◆ The exercise:
Pull out every line in the items below that contains the string "dark", and copy each one in full.

◆ Supplied entries:
☆ ☆ ☆

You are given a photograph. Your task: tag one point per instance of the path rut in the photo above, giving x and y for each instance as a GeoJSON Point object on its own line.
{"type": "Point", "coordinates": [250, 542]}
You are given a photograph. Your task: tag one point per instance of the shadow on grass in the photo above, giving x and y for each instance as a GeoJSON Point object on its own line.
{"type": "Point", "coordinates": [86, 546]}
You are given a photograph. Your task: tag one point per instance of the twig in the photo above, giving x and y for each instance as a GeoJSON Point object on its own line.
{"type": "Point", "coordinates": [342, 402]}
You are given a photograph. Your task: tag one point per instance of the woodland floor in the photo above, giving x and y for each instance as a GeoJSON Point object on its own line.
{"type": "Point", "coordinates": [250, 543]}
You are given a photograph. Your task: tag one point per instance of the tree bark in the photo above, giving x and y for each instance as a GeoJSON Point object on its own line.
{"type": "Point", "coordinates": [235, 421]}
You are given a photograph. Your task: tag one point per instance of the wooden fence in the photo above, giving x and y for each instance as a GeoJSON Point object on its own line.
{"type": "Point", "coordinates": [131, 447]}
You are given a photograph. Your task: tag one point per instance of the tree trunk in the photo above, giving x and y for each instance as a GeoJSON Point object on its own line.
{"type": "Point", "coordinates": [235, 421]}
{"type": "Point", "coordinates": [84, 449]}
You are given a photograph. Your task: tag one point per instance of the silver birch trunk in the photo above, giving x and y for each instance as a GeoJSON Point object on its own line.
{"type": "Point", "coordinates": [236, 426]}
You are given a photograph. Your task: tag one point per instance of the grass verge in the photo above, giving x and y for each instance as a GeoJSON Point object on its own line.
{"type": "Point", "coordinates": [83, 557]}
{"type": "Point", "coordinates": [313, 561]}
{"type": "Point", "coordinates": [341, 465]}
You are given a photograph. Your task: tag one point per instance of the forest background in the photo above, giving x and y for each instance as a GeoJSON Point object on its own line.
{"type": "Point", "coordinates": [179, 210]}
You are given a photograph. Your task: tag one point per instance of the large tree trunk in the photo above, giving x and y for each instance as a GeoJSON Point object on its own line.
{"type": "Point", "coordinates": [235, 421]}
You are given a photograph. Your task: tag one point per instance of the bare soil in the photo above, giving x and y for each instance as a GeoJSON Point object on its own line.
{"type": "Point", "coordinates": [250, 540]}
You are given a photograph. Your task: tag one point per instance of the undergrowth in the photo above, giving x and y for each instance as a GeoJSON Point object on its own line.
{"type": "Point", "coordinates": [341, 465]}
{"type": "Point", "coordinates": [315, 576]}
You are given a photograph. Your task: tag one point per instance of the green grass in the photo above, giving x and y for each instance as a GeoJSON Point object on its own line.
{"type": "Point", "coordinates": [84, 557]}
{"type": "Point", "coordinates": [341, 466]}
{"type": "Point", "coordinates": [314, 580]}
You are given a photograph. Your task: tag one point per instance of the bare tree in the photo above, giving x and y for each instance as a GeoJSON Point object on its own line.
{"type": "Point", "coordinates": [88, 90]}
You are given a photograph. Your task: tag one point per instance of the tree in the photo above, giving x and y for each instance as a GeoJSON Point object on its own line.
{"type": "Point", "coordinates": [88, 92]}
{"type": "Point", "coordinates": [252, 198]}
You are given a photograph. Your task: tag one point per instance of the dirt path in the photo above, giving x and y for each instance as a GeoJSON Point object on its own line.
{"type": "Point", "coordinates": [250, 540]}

☆ ☆ ☆

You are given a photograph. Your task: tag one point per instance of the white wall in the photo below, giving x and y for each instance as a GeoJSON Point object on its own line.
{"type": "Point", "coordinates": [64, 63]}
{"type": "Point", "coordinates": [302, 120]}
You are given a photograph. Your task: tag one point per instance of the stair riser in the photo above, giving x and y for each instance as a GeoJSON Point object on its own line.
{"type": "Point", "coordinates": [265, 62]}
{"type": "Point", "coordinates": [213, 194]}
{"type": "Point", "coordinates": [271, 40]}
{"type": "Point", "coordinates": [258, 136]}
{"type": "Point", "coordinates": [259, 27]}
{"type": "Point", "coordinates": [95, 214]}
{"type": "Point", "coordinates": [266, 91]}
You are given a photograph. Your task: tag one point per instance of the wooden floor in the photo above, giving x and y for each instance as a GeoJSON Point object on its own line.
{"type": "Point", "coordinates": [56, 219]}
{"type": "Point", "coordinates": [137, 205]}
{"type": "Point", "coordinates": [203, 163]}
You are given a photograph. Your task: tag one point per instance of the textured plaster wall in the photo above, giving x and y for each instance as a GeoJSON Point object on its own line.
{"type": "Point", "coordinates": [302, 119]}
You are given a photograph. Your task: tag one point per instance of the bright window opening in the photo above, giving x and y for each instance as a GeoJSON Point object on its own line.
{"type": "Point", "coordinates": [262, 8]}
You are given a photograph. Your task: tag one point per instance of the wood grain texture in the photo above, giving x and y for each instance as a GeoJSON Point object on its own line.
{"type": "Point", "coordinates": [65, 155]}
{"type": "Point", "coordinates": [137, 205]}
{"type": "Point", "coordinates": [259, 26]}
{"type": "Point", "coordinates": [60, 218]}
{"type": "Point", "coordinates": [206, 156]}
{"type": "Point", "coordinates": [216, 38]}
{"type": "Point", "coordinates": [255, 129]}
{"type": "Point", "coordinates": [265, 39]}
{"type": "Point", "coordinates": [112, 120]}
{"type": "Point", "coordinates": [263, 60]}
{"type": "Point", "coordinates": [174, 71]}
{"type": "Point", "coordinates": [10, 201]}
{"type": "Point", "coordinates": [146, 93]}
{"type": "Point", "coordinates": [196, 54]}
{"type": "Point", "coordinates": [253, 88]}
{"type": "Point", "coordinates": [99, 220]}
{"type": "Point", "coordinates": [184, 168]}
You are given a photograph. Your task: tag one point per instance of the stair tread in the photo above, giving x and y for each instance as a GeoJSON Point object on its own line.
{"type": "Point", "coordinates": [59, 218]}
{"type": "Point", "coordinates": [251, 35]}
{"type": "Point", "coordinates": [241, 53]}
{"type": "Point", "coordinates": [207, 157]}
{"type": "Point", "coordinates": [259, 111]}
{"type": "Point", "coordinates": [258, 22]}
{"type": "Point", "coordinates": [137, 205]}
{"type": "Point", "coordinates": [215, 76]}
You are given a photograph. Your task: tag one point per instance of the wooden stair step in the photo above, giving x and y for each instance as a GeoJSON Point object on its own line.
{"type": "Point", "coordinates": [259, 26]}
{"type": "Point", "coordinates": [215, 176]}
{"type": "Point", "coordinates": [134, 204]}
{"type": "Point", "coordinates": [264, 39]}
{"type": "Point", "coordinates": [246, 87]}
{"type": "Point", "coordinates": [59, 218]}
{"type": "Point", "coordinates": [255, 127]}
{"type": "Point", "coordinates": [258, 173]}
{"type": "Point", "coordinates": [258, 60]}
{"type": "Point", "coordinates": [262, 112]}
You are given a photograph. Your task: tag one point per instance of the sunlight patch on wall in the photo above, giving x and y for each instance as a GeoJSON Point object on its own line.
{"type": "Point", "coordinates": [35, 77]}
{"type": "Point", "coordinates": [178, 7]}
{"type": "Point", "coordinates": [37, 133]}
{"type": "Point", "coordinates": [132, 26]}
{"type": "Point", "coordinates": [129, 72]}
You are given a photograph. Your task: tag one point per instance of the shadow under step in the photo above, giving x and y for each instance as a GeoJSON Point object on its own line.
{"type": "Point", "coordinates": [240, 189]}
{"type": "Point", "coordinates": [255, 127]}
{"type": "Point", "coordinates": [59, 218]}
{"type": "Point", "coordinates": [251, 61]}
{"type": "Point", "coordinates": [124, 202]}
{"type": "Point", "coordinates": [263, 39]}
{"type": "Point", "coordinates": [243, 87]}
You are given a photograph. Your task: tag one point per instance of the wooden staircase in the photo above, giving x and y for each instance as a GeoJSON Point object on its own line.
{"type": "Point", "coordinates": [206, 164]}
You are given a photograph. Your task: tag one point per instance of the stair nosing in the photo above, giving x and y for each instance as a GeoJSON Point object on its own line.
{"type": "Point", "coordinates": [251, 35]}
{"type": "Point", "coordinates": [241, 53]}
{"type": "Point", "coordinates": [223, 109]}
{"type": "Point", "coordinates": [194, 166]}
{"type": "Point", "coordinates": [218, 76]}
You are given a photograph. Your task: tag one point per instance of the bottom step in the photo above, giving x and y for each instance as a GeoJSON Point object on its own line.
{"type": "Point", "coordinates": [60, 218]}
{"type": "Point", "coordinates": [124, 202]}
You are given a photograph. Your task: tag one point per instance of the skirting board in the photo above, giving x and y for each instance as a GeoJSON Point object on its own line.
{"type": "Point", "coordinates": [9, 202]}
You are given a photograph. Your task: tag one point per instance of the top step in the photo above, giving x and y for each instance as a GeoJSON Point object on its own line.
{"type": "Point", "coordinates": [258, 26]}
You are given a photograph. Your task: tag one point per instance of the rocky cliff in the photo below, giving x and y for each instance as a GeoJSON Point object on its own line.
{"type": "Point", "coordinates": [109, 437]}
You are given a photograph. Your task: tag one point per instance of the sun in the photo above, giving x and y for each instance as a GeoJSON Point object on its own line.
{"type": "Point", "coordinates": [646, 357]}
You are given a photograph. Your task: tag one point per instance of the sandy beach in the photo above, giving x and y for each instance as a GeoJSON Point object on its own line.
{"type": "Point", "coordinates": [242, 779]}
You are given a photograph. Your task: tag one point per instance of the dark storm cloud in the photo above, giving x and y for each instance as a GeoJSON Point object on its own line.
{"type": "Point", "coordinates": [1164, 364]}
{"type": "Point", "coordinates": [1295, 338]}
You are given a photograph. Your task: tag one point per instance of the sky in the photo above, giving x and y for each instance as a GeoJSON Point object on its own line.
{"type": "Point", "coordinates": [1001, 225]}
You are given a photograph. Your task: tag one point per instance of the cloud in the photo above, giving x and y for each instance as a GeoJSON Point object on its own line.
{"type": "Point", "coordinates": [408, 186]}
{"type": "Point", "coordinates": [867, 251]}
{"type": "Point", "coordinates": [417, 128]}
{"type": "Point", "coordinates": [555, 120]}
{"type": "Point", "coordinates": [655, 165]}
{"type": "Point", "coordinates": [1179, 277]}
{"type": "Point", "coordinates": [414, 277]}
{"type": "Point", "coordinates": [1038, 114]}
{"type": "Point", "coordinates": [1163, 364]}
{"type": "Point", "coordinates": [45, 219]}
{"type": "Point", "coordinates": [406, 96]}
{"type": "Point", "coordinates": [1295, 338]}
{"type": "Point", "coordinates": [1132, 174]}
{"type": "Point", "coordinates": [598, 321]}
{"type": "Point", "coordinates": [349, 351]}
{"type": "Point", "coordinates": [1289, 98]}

☆ ☆ ☆

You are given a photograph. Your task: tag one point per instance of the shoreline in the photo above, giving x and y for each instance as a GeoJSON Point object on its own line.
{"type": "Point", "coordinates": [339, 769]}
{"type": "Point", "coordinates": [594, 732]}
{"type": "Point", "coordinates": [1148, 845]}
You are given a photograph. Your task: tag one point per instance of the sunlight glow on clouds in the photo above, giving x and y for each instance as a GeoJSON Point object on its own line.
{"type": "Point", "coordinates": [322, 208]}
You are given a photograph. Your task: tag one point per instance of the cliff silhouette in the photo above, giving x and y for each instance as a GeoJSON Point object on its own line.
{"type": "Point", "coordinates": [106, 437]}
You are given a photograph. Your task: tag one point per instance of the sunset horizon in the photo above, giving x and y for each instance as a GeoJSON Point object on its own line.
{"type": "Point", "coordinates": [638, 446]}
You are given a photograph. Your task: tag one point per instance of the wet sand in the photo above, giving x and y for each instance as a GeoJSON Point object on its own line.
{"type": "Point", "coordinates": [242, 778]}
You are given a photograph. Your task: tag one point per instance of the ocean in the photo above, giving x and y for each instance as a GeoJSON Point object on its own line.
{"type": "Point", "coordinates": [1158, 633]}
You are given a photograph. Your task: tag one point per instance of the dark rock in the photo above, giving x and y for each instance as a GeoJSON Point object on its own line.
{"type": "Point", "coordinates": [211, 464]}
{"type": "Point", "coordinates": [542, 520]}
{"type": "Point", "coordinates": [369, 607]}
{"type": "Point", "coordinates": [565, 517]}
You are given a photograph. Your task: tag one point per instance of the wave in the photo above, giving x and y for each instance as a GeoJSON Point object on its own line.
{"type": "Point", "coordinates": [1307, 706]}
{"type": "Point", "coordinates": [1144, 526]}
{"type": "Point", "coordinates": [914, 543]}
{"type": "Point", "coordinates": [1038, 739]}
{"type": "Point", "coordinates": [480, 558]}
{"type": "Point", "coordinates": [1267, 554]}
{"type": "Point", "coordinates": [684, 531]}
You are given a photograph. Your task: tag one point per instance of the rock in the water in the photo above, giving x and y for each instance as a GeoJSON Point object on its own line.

☆ ☆ ☆

◆ The solution:
You are given a photograph. Your task: tag one point per instance of the dark storm cloud in the photo above, giving x and y for each instance as a GeoJSON Point object on its own line.
You are given a photograph. Your task: tag one point per instance of the dark rock in the photo above, giving x and y for each instance as a GeoJSON Point object on its own line.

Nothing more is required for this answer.